*DO THIS*
Reproduce the lines below verbatim, starting at the line that contains "instance like [451,246]." and ending at the end of the records.

Records:
##############################

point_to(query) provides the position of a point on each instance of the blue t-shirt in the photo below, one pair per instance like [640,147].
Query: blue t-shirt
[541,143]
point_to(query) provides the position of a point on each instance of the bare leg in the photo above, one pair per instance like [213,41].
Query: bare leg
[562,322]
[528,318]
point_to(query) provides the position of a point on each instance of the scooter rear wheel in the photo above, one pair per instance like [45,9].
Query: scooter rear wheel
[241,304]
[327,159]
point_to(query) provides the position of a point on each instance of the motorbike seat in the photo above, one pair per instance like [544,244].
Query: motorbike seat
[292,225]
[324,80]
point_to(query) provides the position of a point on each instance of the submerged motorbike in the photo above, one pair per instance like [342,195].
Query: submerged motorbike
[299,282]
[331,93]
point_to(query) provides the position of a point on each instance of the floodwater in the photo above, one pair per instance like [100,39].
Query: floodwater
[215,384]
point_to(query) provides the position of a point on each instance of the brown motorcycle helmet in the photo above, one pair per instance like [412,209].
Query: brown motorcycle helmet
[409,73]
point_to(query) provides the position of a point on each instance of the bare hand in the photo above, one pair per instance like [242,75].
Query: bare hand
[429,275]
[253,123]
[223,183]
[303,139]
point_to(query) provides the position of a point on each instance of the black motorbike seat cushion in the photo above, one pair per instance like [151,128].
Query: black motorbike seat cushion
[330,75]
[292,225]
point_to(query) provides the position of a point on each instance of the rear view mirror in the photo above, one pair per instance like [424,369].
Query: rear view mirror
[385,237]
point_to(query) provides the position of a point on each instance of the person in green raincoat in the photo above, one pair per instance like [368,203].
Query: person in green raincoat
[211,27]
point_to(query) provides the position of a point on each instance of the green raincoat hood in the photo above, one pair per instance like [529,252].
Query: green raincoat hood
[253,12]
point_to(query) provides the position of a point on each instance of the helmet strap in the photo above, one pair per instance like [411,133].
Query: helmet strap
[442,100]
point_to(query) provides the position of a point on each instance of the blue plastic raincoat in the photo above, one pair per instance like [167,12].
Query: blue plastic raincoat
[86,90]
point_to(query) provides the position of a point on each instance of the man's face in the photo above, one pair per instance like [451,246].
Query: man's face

##############################

*WRITTEN SOLUTION*
point_to(query) provides the position of a point on each instance of the man's face in the photo above, one pair per instance like [451,246].
Query: man's face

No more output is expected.